§ **Task requirements**:
How many lines in the items below contain the string "driveway"? Reply with the number alone.

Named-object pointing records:
○ ○ ○ ○

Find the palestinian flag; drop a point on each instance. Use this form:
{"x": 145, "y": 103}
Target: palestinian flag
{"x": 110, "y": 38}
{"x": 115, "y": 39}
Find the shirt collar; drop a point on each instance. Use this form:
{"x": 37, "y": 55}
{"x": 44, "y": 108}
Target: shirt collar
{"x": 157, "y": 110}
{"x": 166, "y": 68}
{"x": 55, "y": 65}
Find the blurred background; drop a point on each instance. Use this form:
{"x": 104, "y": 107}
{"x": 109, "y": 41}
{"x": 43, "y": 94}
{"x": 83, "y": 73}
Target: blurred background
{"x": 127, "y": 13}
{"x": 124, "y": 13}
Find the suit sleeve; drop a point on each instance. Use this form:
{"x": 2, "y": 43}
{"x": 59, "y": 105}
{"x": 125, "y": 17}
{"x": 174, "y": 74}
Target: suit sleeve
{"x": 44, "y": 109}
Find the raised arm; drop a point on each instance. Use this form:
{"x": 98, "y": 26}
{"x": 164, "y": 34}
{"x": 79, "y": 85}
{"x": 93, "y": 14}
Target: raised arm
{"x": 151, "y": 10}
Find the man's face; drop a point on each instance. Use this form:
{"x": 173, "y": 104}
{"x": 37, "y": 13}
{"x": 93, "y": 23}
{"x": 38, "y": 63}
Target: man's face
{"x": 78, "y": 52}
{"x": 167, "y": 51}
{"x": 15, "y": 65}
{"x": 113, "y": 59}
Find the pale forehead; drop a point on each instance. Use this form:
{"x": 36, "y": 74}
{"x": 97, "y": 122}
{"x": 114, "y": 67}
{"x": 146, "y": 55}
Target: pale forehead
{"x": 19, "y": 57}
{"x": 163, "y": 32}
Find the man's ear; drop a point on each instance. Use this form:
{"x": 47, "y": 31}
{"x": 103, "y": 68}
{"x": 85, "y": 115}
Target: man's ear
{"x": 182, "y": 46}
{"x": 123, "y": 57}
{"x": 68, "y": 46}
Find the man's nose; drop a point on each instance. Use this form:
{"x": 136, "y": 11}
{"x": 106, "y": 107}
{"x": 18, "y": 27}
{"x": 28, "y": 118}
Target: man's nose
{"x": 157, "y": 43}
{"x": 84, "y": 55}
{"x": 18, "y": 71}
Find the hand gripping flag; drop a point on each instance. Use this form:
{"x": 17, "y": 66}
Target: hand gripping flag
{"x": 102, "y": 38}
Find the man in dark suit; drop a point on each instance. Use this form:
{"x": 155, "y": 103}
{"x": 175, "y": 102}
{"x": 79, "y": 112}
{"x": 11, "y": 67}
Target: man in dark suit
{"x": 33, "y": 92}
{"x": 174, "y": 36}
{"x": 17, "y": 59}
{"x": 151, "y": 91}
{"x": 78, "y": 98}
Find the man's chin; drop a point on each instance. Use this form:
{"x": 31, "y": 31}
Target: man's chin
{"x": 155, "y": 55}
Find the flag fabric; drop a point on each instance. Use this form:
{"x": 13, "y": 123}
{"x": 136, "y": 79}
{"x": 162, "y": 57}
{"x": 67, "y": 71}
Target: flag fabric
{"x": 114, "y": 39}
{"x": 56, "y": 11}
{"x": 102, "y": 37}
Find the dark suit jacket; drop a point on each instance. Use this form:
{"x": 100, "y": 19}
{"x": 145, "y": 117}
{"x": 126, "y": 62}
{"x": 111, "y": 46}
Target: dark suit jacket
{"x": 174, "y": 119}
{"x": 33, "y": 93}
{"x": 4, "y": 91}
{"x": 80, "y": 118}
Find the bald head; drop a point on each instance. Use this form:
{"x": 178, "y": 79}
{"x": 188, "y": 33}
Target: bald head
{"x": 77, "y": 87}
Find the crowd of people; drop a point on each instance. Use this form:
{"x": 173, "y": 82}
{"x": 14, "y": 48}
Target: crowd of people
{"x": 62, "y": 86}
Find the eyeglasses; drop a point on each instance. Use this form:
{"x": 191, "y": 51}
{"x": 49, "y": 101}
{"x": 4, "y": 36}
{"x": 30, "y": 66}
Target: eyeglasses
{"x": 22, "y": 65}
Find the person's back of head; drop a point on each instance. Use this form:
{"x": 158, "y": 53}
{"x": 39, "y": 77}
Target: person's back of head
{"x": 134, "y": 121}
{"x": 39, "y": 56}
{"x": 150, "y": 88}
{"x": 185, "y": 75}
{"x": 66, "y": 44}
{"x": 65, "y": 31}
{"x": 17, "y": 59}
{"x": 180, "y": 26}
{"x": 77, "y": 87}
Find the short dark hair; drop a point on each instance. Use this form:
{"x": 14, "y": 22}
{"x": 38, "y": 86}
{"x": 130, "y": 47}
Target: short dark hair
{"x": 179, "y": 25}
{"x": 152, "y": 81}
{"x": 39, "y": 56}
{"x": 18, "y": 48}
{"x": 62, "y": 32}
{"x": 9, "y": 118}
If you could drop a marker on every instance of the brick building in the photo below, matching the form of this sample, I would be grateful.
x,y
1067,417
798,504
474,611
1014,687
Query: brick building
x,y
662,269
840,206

○ ○ ○ ○

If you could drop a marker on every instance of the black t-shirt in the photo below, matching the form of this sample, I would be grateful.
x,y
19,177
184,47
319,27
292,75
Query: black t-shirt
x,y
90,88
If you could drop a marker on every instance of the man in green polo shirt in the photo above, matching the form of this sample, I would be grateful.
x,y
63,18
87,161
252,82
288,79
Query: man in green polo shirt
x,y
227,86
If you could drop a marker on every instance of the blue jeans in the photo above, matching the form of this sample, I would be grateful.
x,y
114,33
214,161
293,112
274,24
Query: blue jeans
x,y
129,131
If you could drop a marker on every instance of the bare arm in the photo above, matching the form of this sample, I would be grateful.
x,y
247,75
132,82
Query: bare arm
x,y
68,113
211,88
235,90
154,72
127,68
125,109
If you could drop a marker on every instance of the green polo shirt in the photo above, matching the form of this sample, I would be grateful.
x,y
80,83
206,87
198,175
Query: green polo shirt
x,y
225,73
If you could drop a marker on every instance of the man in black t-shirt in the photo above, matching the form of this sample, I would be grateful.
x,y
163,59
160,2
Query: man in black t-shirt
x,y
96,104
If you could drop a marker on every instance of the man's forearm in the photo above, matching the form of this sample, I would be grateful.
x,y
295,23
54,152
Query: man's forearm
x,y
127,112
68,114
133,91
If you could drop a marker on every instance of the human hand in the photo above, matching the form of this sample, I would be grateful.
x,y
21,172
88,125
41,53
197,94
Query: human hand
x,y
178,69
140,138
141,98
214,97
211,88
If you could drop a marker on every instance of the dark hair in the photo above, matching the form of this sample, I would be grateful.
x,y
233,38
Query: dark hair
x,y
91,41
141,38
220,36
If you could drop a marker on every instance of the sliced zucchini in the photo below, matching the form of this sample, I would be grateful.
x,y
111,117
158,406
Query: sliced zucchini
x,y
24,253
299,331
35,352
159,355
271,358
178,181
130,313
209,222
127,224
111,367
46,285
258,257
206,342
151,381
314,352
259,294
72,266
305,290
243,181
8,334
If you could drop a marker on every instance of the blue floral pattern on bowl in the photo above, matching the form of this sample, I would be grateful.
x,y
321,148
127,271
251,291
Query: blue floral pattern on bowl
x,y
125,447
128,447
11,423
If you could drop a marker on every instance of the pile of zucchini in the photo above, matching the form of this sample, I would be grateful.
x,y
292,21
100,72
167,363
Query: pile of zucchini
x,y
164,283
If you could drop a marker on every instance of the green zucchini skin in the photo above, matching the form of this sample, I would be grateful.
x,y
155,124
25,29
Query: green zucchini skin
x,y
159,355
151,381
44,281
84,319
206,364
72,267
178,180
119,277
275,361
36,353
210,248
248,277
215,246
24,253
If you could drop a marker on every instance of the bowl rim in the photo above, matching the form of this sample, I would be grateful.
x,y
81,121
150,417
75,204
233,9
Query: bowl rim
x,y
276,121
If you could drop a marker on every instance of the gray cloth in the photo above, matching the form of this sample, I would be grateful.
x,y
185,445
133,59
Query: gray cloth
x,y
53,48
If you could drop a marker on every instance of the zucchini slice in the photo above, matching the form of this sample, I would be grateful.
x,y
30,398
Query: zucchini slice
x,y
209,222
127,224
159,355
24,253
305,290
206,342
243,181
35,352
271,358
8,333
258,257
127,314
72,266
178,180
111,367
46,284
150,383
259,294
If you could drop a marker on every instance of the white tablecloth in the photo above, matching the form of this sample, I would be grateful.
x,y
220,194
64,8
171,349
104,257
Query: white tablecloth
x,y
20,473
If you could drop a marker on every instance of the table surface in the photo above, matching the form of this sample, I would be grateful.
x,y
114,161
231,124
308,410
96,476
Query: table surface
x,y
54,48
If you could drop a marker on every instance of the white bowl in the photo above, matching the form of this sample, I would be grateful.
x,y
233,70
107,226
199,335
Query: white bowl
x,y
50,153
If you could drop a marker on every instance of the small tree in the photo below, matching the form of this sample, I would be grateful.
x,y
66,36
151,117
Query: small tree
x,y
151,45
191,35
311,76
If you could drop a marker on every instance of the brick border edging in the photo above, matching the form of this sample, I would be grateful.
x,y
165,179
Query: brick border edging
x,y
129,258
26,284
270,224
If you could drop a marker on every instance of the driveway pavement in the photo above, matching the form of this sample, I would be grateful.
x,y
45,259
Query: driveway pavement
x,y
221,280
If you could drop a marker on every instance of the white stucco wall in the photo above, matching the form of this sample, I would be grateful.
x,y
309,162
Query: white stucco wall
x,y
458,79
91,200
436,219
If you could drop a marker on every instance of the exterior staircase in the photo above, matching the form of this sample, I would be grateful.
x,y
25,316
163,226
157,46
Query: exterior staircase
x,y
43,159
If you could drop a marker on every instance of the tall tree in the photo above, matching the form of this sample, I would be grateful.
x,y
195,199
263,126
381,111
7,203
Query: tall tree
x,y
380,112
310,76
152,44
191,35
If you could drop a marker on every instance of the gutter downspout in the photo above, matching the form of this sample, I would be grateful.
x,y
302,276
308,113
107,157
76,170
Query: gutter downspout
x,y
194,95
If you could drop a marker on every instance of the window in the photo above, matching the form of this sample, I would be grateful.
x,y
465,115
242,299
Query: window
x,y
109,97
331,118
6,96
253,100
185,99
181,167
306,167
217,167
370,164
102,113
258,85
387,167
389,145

○ ○ ○ ○

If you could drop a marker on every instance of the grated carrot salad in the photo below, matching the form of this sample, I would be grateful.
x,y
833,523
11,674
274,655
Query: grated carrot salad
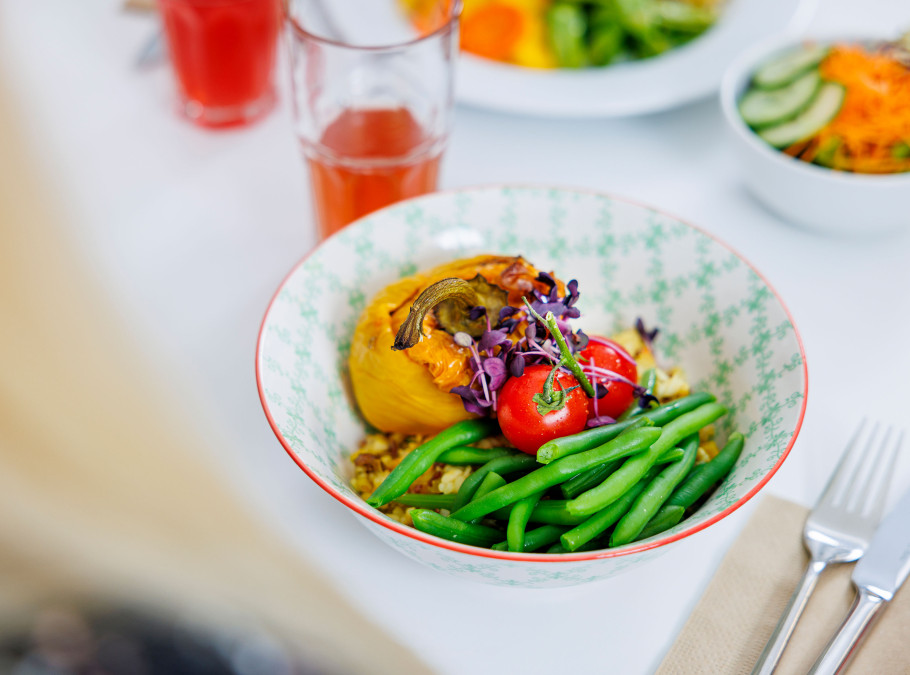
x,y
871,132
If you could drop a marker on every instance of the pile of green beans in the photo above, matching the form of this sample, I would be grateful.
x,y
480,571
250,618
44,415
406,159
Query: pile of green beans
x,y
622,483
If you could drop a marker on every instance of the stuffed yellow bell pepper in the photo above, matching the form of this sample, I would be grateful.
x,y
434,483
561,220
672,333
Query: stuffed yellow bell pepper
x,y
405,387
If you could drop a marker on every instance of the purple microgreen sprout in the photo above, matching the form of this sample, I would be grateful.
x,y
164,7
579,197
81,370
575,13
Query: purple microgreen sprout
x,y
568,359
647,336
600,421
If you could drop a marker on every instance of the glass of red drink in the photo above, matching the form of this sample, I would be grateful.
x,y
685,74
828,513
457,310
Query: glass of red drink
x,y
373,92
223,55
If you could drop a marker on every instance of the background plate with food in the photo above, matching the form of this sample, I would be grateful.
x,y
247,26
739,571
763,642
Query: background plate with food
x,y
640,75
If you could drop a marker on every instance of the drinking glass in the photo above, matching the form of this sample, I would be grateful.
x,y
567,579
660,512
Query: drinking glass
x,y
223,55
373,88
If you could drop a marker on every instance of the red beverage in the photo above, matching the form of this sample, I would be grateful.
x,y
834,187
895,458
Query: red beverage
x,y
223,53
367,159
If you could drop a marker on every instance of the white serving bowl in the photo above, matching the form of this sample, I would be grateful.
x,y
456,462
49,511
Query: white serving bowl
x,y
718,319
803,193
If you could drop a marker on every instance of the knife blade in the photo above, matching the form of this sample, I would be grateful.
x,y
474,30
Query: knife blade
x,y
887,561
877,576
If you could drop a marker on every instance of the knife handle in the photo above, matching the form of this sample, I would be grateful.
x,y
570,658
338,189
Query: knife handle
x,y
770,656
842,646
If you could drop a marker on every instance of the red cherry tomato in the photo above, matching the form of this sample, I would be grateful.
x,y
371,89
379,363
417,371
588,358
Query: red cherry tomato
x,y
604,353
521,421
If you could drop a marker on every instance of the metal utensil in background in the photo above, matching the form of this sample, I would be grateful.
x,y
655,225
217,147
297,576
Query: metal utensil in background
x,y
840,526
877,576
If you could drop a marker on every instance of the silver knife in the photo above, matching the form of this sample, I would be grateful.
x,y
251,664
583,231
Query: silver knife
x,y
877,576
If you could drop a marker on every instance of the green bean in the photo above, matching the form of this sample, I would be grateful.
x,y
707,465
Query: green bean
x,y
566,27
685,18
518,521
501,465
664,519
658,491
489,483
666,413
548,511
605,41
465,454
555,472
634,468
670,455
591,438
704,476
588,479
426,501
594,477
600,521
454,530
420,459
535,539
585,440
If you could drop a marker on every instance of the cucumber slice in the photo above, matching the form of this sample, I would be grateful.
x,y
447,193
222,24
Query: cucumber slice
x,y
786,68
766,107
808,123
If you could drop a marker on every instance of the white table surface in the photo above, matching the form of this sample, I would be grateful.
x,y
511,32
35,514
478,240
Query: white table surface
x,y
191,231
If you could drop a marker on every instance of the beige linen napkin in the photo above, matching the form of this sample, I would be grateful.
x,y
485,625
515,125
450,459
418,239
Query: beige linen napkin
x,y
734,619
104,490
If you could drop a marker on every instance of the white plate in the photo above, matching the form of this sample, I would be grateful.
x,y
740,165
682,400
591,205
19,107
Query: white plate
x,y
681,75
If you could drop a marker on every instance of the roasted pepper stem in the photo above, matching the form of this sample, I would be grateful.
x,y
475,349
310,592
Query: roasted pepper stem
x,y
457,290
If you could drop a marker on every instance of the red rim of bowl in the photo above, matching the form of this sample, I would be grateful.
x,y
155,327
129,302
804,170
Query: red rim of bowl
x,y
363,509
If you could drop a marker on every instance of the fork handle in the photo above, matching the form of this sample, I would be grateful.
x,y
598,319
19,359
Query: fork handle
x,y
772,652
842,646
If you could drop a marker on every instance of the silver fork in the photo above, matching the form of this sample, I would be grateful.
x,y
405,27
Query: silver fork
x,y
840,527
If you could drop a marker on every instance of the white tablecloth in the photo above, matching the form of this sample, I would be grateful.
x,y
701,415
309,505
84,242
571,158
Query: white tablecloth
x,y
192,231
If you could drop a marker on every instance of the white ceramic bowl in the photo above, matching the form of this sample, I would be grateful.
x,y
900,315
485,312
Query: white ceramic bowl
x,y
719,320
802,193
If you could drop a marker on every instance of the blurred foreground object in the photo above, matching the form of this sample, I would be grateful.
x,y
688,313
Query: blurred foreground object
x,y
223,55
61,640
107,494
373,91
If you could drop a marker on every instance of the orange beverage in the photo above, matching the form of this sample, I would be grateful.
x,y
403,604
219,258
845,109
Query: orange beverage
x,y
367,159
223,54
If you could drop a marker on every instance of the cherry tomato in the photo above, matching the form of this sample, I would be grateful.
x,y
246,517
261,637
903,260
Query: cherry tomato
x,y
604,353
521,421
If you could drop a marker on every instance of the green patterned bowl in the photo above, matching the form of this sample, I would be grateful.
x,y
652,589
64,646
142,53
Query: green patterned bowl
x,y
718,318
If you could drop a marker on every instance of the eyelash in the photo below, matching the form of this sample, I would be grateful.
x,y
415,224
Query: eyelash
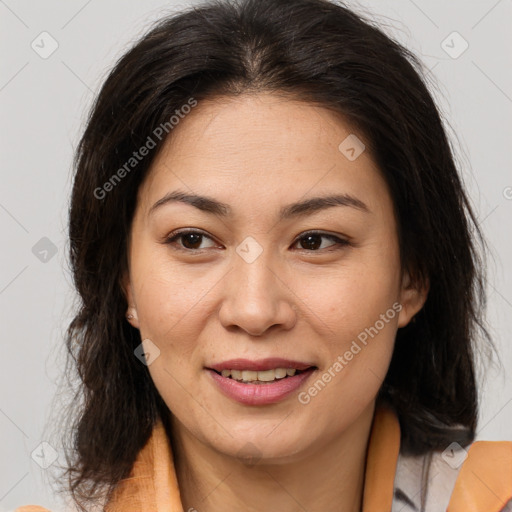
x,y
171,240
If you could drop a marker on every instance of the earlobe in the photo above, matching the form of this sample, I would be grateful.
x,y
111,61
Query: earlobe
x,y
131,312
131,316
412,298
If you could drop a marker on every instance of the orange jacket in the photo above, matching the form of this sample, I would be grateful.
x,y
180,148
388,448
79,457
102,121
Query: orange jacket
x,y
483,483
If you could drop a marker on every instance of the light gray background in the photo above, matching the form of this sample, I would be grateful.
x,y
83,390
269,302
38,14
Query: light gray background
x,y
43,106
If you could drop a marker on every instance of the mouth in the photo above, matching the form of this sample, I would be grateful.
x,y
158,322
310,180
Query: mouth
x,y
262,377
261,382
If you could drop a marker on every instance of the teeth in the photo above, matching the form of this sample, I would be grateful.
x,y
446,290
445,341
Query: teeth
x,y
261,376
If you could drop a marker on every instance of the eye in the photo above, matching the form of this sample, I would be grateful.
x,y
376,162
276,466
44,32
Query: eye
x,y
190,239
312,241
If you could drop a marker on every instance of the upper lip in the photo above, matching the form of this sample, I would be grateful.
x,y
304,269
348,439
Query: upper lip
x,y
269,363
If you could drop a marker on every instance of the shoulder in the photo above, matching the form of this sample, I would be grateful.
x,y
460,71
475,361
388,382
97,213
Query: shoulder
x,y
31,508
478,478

○ ○ ○ ○

§ **Reply to the task**:
2